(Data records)
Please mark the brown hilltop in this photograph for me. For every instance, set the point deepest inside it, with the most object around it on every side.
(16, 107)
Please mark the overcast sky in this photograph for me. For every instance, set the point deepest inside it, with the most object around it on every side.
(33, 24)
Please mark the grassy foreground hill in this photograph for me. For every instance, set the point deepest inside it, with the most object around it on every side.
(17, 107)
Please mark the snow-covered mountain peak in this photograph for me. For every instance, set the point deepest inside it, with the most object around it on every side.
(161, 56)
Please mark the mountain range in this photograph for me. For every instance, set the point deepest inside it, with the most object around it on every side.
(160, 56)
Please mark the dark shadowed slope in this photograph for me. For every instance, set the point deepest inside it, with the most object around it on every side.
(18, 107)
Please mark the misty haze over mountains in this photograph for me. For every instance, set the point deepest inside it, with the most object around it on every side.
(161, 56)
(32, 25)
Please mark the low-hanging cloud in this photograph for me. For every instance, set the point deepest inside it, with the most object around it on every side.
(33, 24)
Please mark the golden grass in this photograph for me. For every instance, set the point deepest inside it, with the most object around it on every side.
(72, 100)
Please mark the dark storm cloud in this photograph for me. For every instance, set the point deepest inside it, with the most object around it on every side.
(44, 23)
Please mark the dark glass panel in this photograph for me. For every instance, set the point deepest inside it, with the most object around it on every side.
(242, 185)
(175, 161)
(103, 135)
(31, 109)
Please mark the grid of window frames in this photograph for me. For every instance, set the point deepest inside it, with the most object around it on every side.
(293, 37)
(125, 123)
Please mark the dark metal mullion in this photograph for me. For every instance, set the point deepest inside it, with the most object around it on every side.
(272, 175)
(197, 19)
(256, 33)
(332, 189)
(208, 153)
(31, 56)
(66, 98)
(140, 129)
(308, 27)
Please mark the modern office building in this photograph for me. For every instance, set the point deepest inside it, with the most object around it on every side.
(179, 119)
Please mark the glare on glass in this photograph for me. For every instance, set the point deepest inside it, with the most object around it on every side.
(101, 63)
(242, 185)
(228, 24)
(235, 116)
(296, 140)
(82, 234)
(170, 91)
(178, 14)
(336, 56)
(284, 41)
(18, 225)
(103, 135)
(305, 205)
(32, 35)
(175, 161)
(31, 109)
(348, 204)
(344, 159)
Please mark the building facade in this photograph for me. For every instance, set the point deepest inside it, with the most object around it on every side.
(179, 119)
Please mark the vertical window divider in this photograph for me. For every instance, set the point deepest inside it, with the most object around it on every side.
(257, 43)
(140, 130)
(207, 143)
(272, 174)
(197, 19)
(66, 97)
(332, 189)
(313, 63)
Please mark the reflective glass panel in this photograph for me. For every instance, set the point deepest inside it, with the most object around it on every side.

- [What is being asked]: Return each line of the data exactly as written above.

- [Task solution]:
Please mark the brown hilltop in this photograph for me. For every instance, set the point deepest inside it, with the most object around it on every side.
(16, 107)
Please mark the overcast sky in this photograph for me. For every instance, set the point deepest inside it, with the most object around it on every side.
(33, 24)
Please mark the grassy foreground hill in this photograph for me. For every instance, set the point deepest inside it, with the most object around it on every side.
(17, 107)
Please mark the snow-covered mountain peak in this photograph for me. For every instance, set the point deepest inside it, with the most object around it on every side.
(161, 56)
Please mark the mountain range in this photograph for me. For every instance, set the point deepest inside it, with the most object around it on every side.
(160, 56)
Please mark the dark shadowed slope in this photograph for me. For every instance, set the point deepest inside it, with the most object around it on every side.
(18, 107)
Please mark the misty haze over mountains in this photograph for me. For every instance, set the point deepest inside it, with the most object around it on every side.
(161, 56)
(32, 25)
Please mark the low-hanging cloud in this photograph for me. For every instance, set the point deepest inside it, with the most object around it on every side.
(33, 24)
Please mark the golden grass in this photograph for me. For every instance, set the point deepest inside it, with the most object around it on every side.
(72, 100)
Please mark the dark storm cloud in this photograph for me. For every instance, set the point deepest inside it, with the most object around it on every side.
(44, 23)
Please mark the dark glass panel in this photograph for me. For every instance, set the point deepest inside it, with the most object around it on every side.
(242, 185)
(175, 161)
(103, 135)
(31, 109)
Please mark the grid of window frames in this photograph for me. For every instance, set the point deepest inside it, with the most object around it on every side.
(293, 37)
(125, 123)
Please mark the dark metal mullion in this photograph for me. For every instance, set the point deepest inside it, with the most object around it on every side.
(272, 175)
(197, 19)
(256, 33)
(332, 189)
(208, 153)
(31, 56)
(66, 98)
(140, 129)
(308, 27)
Please mark the modern office building in this photograph for me. For every instance, set the point deepest inside it, with the most object around it on every side.
(179, 119)
Please mark the glare on glass in this photograph for me. For every instance, set the point deepest inside it, with the most object around it on every side.
(101, 63)
(242, 185)
(228, 24)
(235, 116)
(296, 140)
(82, 234)
(170, 91)
(178, 14)
(336, 56)
(284, 41)
(18, 225)
(103, 135)
(305, 205)
(32, 35)
(175, 161)
(31, 109)
(348, 204)
(344, 159)
Please mark the building facade in this photograph for me. For every instance, set the point deepest inside it, with the most object around it on every side.
(179, 119)
Please mark the vertical window divider in this photograph for me. For every instance, set the point deepest inside it, with the most object around it on every side.
(257, 43)
(140, 130)
(207, 143)
(272, 174)
(197, 19)
(66, 97)
(332, 189)
(313, 63)
Please mark the reflective glass panel in this photograph for me. For every instance, set the point deepest inside it, with the most object around it on every side.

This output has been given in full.